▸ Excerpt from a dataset
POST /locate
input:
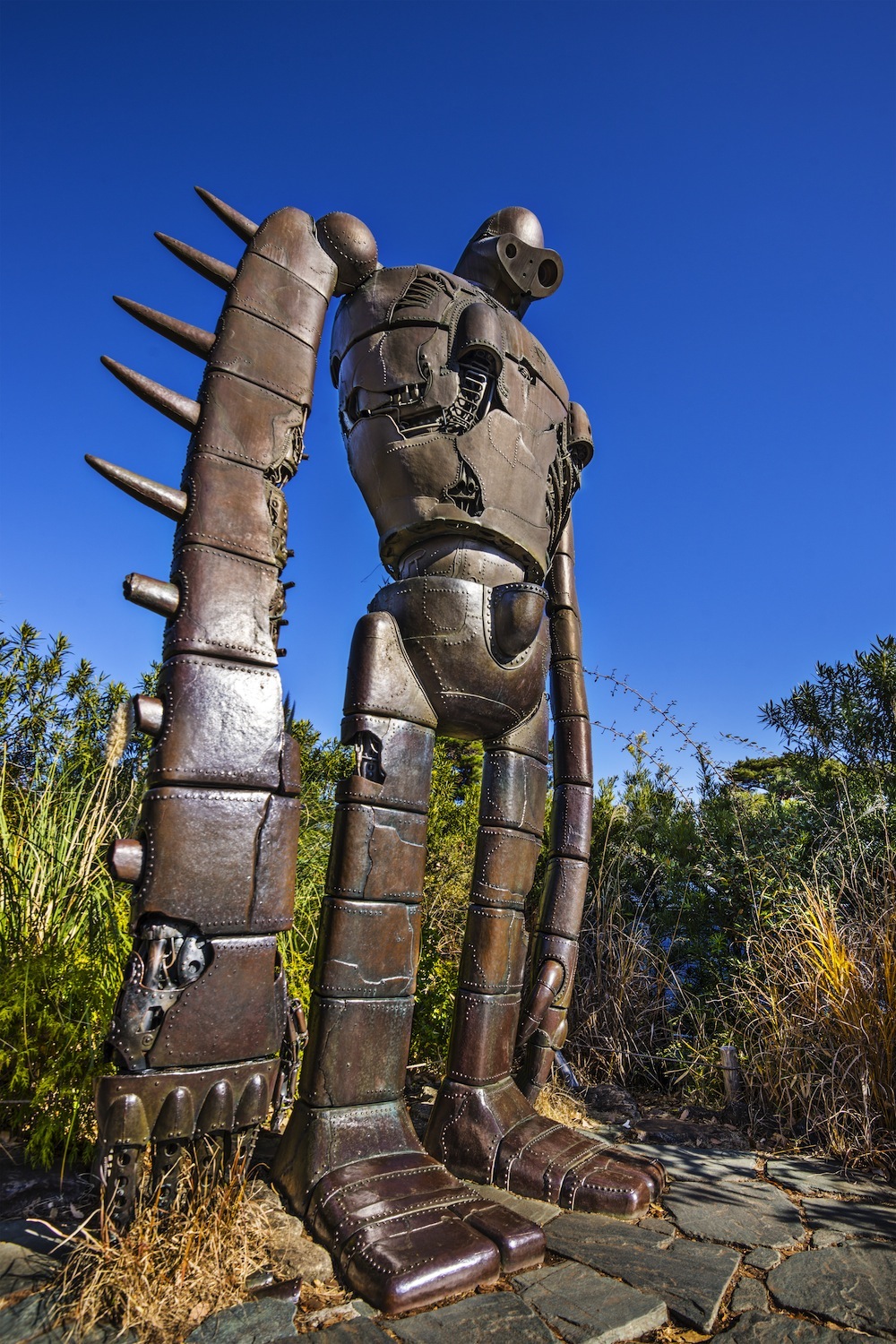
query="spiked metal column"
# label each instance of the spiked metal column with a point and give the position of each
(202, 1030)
--
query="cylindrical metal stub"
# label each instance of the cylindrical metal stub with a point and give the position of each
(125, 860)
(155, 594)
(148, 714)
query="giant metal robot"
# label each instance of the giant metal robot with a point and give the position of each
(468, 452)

▸ Written request
Rewrite the lines between the one holding "POST /locate" and the one holding "(202, 1030)", inclusive, with every "column" changed to "pillar" and all else unchanged. Leave the pictures out of your answer.

▸ Answer to the problem
POST /locate
input:
query="spiked metal pillar"
# label each instance of the spiked metal pillar with a point and give the position of each
(202, 1030)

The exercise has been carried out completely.